▶ Task
Write out every record exactly as it appears. Skip the pictures.

▶ Data supplied

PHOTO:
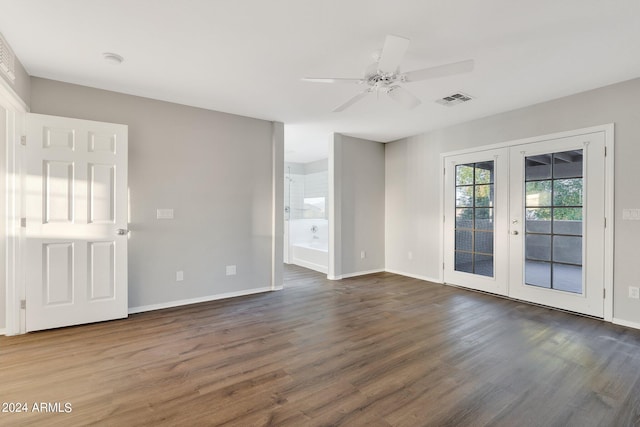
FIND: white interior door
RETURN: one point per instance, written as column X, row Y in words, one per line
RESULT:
column 528, row 221
column 557, row 223
column 475, row 221
column 76, row 222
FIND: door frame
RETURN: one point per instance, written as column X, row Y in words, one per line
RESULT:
column 14, row 240
column 609, row 141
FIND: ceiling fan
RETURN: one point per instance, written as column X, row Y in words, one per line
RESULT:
column 384, row 75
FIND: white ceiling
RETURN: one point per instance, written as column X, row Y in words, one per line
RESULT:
column 247, row 56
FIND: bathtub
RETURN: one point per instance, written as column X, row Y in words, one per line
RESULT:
column 312, row 255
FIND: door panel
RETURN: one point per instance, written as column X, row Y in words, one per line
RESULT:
column 76, row 201
column 476, row 219
column 557, row 256
column 535, row 229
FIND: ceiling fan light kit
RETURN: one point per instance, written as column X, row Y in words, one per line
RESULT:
column 384, row 75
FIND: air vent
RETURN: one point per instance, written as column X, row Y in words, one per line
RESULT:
column 7, row 60
column 455, row 99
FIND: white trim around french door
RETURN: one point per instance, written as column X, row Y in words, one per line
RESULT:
column 527, row 220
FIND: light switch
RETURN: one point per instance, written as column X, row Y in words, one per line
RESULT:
column 164, row 214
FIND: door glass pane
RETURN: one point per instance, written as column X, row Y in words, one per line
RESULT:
column 567, row 249
column 484, row 195
column 538, row 220
column 483, row 242
column 567, row 192
column 484, row 173
column 464, row 218
column 537, row 274
column 538, row 167
column 464, row 175
column 474, row 218
column 538, row 246
column 484, row 218
column 567, row 164
column 554, row 216
column 567, row 221
column 538, row 193
column 464, row 240
column 464, row 262
column 464, row 196
column 567, row 278
column 483, row 264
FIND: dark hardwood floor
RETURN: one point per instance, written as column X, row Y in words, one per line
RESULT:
column 378, row 350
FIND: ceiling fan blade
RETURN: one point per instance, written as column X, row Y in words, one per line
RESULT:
column 332, row 80
column 439, row 71
column 403, row 96
column 351, row 101
column 392, row 53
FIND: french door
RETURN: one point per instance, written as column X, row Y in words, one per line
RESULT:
column 533, row 227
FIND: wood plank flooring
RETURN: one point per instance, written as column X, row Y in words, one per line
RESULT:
column 378, row 350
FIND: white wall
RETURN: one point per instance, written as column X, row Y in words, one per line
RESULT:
column 22, row 84
column 214, row 169
column 357, row 178
column 3, row 206
column 413, row 165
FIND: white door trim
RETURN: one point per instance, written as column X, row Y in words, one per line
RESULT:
column 14, row 279
column 608, row 130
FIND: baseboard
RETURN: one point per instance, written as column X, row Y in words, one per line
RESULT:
column 310, row 265
column 361, row 273
column 414, row 276
column 626, row 323
column 171, row 304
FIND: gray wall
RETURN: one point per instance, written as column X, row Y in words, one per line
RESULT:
column 358, row 179
column 214, row 169
column 413, row 166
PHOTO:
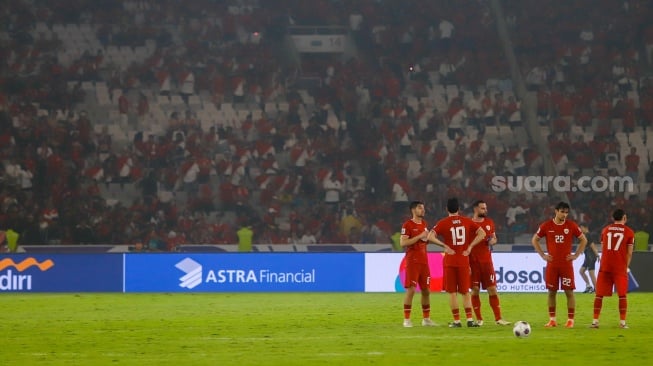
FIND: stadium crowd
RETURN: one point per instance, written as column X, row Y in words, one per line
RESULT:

▶ Answer area
PHOTO:
FIND: white interior door
RETURN: one point per instance, written as column X, row Y in words, one per line
RESULT:
column 528, row 221
column 557, row 223
column 475, row 221
column 76, row 222
FIND: door frame
RETURN: one point per instance, written as column X, row Y in words, one per line
RESULT:
column 14, row 240
column 609, row 141
FIND: ceiling fan
RETURN: one point per instance, written as column X, row Y in words, one per line
RESULT:
column 384, row 75
FIND: white ceiling
RETURN: one point per instance, written as column X, row Y in words, one per line
RESULT:
column 247, row 56
FIND: bathtub
RETURN: one point per instance, written as column X, row Y in words, one per line
RESULT:
column 312, row 255
FIND: door panel
RETURN: one point per instance, written as column X, row Y in words, one per line
RESULT:
column 76, row 201
column 476, row 219
column 557, row 256
column 535, row 229
FIND: ceiling fan light kit
RETURN: one point per instance, written as column X, row Y in words, one per line
RESULT:
column 384, row 75
FIND: air vent
RETURN: one point per instance, written as column X, row Y in words, one per line
RESULT:
column 7, row 60
column 455, row 99
FIND: white trim around french door
RETURN: one point per instance, written as column X, row Y in words, one per line
RESULT:
column 527, row 220
FIND: light switch
RETURN: one point per instance, written as column X, row Y in words, one per line
RESULT:
column 164, row 214
FIND: door glass pane
RETURN: one point per instance, written as column X, row Y in words, one per line
RESULT:
column 567, row 249
column 484, row 195
column 538, row 220
column 483, row 242
column 567, row 192
column 484, row 173
column 464, row 218
column 537, row 274
column 538, row 167
column 464, row 175
column 474, row 218
column 538, row 246
column 484, row 218
column 567, row 164
column 554, row 216
column 567, row 221
column 538, row 193
column 464, row 240
column 464, row 262
column 464, row 196
column 567, row 278
column 483, row 264
FIND: dark hardwood floor
RETURN: one point per instance, written as column X, row Y in words, one per line
RESULT:
column 378, row 350
FIND: ceiling fan blade
RETURN: one point per instance, written as column X, row Y in words, one per line
RESULT:
column 332, row 80
column 439, row 71
column 403, row 96
column 351, row 101
column 392, row 53
FIND: french door
RETURN: one point per instance, written as column X, row Y in words, one per line
RESULT:
column 533, row 227
FIND: wood plank flooring
RETURN: one point per instance, written as column X, row Y in words, one per line
RESULT:
column 378, row 350
FIND: white wall
RETURN: one point per instance, written as column X, row Y in words, one per line
RESULT:
column 22, row 84
column 214, row 169
column 357, row 178
column 3, row 206
column 413, row 165
FIND: white door trim
RETURN: one point per instance, written as column X, row Y in words, one per line
RESULT:
column 14, row 279
column 608, row 130
FIND: baseboard
RETURN: one point per instance, written as column X, row Y in words, one per line
RESULT:
column 310, row 265
column 361, row 273
column 414, row 276
column 626, row 323
column 171, row 304
FIND: gray wall
RETURN: one point per instance, written as column X, row Y in words, one per line
RESULT:
column 358, row 179
column 214, row 169
column 413, row 166
PHOTO:
FIND: stadium crowd
RETURN: one point per instance, written as column X, row Y in words, one per line
RESULT:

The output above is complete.